* start Text excerpt *

- Conference: Western Athletic Conference
- Record: 14–18 (5–13 WAC)
- Head coach: Billy Gillispie (6th season);
- Associate head coach: Glynn Cyprien (acting head coach as of January 15)
- Assistant coaches: Joseph Jones; Jacob Hayslip; Ashton Arnold;
- Home arena: EECU Center

= 2025–26 Tarleton State Texans men's basketball team =

American college basketball season

The 2025–26 Tarleton State Texans men's basketball team represented Tarleton State University during the 2025–26 NCAA Division I men's basketball season. The Texans, led by sixth-year head coach Billy Gillispie, played their home games at the newly opened EECU Center in Stephenville, Texas as members of the Western Athletic Conference (WAC). They finished the season 14–18, 5–13 in WAC play to finish a tie for last place. As the No. 7 seed in the WAC tournament, they lost to Abilene Christian in the first round.

On February 27, 2026, the school announced that head coach Billy Gillispie would not return as head coach. On March 13, the school named Utah State assistant coach Eric Haut the team's new head coach.

Beginning in 2026, the WAC announced it will rebrand as the United Athletic Conference (UAC), with Tarleton remaining a member of the rebranded conference.

==Previous season==
The Texans finished the 2024–25 season 12–20, 7–9 in WAC play, to finish in sixth place. They were defeated by California Baptist in the quarterfinals of the WAC tournament.

* end Text excerpt *

Given instruction A:
Answer from the Tarleton State basketball text:
(i) In which city is the team's home arena?
(ii) Which team beat the Texans in the first round of the WAC tournament?
(iii) What was the Texans' overall record in the 2024–25 season?
Given instruction B:
Reproduce the stretch of the Tarleton State basketball text from "- Conference: Western" through "the first round.", with no changes.

* start Supplied data *

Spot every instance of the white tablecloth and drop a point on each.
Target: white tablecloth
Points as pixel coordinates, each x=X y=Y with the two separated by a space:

* end Supplied data *

Exercise result A:
(i) Stephenville, Texas
(ii) Abilene Christian
(iii) 12–20

Exercise result B:
- Conference: Western Athletic Conference
- Record: 14–18 (5–13 WAC)
- Head coach: Billy Gillispie (6th season);
- Associate head coach: Glynn Cyprien (acting head coach as of January 15)
- Assistant coaches: Joseph Jones; Jacob Hayslip; Ashton Arnold;
- Home arena: EECU Center

= 2025–26 Tarleton State Texans men's basketball team =

American college basketball season

The 2025–26 Tarleton State Texans men's basketball team represented Tarleton State University during the 2025–26 NCAA Division I men's basketball season. The Texans, led by sixth-year head coach Billy Gillispie, played their home games at the newly opened EECU Center in Stephenville, Texas as members of the Western Athletic Conference (WAC). They finished the season 14–18, 5–13 in WAC play to finish a tie for last place. As the No. 7 seed in the WAC tournament, they lost to Abilene Christian in the first round.